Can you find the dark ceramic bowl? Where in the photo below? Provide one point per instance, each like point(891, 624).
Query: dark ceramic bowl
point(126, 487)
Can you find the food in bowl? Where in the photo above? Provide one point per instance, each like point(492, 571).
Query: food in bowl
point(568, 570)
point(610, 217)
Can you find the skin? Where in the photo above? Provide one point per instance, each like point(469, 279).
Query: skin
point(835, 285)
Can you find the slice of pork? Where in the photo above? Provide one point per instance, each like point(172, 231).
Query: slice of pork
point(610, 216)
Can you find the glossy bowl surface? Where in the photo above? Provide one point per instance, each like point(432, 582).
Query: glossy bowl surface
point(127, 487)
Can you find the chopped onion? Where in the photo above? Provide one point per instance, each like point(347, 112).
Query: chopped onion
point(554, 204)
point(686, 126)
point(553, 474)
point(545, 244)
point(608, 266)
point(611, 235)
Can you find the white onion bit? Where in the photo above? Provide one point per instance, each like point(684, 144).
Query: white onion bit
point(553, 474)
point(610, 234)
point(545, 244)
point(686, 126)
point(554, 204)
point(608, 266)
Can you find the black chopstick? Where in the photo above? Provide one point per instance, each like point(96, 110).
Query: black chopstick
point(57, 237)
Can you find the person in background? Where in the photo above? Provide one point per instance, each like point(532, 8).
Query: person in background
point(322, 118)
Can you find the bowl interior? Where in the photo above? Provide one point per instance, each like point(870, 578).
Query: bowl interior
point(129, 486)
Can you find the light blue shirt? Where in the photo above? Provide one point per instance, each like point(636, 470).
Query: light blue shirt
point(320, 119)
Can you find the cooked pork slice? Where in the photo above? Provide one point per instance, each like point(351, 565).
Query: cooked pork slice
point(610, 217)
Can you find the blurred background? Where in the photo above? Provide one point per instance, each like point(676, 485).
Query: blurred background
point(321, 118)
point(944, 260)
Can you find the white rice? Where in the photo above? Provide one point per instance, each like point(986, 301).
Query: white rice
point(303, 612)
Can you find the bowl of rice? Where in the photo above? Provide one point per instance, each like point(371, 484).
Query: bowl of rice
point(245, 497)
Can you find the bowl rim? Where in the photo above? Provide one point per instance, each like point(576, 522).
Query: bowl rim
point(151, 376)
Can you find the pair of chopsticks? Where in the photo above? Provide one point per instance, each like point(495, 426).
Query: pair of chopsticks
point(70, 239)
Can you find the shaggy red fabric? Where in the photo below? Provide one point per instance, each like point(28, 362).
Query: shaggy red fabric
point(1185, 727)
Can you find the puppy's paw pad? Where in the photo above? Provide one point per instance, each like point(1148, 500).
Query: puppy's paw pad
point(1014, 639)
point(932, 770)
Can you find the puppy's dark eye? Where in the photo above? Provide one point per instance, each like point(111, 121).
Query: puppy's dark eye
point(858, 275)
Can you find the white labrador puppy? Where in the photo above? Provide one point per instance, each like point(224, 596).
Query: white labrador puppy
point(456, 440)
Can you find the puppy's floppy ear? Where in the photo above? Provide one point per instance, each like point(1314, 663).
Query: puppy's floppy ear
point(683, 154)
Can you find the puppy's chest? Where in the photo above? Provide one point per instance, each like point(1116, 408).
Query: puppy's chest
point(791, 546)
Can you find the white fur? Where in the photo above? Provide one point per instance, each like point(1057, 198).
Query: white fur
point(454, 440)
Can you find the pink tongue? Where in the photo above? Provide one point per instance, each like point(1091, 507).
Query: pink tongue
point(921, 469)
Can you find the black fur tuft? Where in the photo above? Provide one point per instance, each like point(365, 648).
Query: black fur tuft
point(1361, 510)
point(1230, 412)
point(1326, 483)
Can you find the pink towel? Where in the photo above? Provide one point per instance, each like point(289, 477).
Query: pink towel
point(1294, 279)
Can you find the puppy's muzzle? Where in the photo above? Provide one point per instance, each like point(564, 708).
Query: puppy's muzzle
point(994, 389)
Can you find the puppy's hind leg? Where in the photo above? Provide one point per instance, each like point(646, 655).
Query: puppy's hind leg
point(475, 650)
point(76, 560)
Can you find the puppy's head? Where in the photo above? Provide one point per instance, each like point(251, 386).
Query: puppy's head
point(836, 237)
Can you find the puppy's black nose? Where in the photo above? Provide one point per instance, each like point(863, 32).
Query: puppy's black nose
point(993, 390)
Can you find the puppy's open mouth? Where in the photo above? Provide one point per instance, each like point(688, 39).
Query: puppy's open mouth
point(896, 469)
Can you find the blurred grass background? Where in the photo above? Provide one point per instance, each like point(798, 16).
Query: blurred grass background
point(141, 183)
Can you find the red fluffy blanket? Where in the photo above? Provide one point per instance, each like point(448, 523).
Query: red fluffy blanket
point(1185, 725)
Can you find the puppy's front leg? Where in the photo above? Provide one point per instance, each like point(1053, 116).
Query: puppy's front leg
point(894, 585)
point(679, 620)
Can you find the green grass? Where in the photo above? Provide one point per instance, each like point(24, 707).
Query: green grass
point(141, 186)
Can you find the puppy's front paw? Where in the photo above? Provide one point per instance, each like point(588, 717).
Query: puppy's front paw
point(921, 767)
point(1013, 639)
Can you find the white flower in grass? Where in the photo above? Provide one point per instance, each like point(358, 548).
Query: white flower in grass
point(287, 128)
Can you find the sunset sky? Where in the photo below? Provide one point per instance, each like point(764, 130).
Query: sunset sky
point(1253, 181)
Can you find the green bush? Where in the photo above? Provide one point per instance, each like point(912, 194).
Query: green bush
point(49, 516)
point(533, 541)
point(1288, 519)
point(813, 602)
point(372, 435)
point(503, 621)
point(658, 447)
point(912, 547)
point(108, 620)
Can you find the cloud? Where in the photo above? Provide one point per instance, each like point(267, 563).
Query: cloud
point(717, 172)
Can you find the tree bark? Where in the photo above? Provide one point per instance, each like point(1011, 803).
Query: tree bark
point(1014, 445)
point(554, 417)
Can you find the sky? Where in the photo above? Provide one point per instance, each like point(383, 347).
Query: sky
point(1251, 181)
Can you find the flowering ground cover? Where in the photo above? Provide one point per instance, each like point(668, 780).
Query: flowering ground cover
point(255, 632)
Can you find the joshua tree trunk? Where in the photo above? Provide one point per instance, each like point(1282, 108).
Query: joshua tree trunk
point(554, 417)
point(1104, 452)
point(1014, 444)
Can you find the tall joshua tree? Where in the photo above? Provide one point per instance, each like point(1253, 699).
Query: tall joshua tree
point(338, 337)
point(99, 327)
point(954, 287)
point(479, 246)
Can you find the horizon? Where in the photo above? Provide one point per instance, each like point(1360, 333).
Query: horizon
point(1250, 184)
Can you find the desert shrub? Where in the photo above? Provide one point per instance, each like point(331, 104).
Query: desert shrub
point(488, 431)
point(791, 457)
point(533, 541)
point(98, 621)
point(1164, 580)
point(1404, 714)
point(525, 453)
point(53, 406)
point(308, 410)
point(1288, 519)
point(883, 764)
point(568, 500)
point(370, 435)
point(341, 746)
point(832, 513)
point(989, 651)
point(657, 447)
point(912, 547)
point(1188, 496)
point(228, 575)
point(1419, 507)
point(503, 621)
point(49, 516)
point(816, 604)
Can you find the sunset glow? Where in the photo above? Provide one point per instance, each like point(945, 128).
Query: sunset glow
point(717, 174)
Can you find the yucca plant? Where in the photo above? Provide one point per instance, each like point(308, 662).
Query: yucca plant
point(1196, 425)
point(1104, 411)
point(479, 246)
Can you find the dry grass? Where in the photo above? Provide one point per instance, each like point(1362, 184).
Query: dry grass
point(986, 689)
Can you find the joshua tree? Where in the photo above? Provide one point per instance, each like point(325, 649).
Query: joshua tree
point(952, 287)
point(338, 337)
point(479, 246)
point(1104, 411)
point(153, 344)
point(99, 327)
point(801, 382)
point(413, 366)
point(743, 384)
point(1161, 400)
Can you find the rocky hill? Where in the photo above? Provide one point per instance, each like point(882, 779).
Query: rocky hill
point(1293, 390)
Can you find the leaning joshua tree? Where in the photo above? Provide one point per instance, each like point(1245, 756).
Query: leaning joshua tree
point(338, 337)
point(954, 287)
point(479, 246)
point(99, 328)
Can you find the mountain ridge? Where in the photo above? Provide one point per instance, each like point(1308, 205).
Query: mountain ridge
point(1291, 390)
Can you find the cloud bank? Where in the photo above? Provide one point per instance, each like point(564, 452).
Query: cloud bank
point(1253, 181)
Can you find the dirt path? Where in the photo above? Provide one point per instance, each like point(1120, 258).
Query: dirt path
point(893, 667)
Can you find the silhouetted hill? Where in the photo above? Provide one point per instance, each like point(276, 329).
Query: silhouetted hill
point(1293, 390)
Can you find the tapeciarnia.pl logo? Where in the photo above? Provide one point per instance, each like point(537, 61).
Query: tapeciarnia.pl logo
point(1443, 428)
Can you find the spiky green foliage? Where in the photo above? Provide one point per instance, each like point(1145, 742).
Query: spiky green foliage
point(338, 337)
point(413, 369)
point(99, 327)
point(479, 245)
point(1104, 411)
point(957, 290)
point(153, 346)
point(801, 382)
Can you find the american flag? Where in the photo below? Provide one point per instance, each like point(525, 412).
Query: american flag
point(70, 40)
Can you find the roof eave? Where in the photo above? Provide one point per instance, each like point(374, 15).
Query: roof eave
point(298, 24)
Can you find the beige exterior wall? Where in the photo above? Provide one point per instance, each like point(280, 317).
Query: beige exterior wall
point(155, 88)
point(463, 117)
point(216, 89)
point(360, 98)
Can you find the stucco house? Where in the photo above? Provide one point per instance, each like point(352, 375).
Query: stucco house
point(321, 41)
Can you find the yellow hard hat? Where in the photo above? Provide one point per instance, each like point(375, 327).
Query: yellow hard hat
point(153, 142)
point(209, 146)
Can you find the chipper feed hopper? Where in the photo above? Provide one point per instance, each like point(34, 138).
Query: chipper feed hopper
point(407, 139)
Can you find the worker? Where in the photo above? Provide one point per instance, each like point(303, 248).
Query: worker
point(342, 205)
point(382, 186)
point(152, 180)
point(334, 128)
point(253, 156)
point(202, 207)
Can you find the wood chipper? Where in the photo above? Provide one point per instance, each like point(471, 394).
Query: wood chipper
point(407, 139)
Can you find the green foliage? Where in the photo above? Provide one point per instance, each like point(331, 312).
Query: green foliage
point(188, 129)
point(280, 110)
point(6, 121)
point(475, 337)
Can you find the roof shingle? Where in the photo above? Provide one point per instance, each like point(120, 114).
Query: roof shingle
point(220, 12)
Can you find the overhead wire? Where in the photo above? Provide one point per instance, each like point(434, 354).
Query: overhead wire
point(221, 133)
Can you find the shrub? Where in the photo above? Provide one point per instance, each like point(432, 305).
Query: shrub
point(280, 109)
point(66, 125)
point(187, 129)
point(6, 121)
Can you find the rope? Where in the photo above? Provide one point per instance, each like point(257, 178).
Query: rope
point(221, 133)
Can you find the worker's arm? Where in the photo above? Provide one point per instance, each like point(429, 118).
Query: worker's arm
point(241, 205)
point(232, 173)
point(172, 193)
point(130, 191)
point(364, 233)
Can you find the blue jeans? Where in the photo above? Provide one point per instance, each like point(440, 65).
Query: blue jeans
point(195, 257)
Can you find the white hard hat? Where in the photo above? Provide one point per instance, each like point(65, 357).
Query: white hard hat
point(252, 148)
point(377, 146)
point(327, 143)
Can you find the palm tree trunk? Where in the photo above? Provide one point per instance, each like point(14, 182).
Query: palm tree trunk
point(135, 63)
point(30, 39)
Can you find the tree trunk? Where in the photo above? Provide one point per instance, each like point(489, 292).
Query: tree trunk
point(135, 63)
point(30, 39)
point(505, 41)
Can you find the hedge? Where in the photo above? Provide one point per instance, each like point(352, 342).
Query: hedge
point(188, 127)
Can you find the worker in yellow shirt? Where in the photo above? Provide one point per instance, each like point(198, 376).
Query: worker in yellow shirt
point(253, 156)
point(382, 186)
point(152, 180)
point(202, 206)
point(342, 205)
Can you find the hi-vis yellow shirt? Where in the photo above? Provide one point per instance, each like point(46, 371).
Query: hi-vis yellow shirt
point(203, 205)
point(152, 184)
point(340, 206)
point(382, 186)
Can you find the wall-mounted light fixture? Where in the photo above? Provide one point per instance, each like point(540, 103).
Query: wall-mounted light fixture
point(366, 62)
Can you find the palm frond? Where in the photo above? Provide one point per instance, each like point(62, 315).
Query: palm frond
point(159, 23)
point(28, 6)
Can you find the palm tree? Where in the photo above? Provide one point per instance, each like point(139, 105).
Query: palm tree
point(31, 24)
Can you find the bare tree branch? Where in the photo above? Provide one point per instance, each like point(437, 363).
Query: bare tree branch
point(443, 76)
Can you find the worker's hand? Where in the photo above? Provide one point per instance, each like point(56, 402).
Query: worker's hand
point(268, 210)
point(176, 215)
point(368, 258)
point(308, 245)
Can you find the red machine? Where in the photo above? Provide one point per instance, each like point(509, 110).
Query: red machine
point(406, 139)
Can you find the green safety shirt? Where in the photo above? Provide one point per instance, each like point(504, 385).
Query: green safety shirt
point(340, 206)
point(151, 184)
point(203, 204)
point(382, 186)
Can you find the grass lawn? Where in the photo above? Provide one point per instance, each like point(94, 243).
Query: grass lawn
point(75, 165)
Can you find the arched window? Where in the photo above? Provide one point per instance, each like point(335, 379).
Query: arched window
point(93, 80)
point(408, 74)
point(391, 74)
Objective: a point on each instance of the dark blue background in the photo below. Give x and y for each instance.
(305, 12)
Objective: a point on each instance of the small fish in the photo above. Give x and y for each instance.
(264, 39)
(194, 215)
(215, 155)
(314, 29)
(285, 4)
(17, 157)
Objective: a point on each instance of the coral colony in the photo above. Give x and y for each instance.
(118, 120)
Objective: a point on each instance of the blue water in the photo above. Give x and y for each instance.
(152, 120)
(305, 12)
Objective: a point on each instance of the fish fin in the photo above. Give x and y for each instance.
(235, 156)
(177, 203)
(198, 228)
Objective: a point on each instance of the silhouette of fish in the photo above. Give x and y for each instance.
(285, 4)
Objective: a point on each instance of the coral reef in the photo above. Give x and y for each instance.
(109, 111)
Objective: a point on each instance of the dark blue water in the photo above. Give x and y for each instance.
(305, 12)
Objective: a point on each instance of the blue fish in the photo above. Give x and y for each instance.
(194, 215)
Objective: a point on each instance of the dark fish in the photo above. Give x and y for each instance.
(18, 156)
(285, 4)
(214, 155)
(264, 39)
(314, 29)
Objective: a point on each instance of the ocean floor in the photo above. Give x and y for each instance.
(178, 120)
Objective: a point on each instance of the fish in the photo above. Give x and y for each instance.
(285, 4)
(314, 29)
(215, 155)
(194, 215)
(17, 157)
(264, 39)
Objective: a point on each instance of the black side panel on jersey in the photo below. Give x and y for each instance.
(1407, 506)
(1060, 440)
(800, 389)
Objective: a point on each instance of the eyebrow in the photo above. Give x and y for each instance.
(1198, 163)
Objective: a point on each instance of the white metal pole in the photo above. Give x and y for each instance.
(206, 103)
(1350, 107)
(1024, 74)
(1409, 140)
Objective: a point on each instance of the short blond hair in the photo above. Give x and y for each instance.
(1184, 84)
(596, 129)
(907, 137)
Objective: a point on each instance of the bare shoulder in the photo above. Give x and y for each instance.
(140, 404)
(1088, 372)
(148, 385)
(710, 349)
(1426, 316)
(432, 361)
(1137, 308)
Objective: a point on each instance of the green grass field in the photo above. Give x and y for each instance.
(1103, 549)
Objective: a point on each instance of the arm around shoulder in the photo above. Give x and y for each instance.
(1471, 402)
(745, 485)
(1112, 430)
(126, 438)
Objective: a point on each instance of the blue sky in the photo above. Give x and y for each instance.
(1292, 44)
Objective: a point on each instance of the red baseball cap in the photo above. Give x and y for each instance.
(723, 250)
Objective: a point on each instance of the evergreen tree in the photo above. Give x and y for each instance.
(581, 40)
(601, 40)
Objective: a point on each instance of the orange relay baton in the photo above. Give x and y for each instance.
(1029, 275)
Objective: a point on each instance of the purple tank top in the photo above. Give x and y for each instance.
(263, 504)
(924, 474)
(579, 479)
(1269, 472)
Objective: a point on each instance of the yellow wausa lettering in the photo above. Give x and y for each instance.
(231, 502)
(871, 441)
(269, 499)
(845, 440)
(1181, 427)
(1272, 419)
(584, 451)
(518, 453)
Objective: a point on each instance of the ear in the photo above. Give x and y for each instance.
+-------+
# Description of the task
Your reply is to repeat, unchanged, the lines above running from the one with "Query: white fur" up to and including the one with "Can you find the green grass?".

# Solution for this exercise
Query: white fur
point(454, 440)
Can you find the pink tongue? Where in the photo above? Provide one point per instance, each like point(1091, 507).
Query: pink tongue
point(921, 469)
Can you find the black fur tuft? Where in the photo above? Provide one point per instance, each like point(365, 648).
Query: black fur tuft
point(1361, 510)
point(1230, 412)
point(1326, 483)
Can you find the pink towel? Where in the photo above? Provide one point per instance, each like point(289, 477).
Query: pink towel
point(1294, 279)
Can you find the puppy's muzzle? Where in the photo above? Provide one point per instance, each like point(564, 708).
Query: puppy's muzzle
point(994, 389)
Can you find the puppy's hind leg? Where in the photo above? Provide one point per instance, each like point(646, 655).
Query: puppy's hind leg
point(475, 650)
point(76, 560)
Can you find the puppy's head? Where in the photo above? Provide one point per instance, each like point(251, 386).
Query: puppy's head
point(836, 237)
Can you find the puppy's black nose? Where in the photo above? Provide one point per instance, each like point(863, 32).
Query: puppy's black nose
point(993, 390)
Can you find the puppy's open mouth? Where in the photo above? Provide one point per instance, each like point(688, 39).
Query: puppy's open mouth
point(896, 469)
Can you find the blurred grass background? Where in the photo above? Provide one point per instance, each like point(798, 16).
Query: blurred grass background
point(141, 183)
Can you find the red fluffy blanket? Where in the photo above? Provide one point per instance, each like point(448, 523).
Query: red fluffy blanket
point(1185, 725)
Can you find the puppy's front leg? Where in the photo above? Provide one point per instance, each like point(1053, 116).
Query: puppy's front leg
point(894, 585)
point(679, 620)
Can you find the green grass? Where in the photo above? Provide one point per instance, each like point(24, 707).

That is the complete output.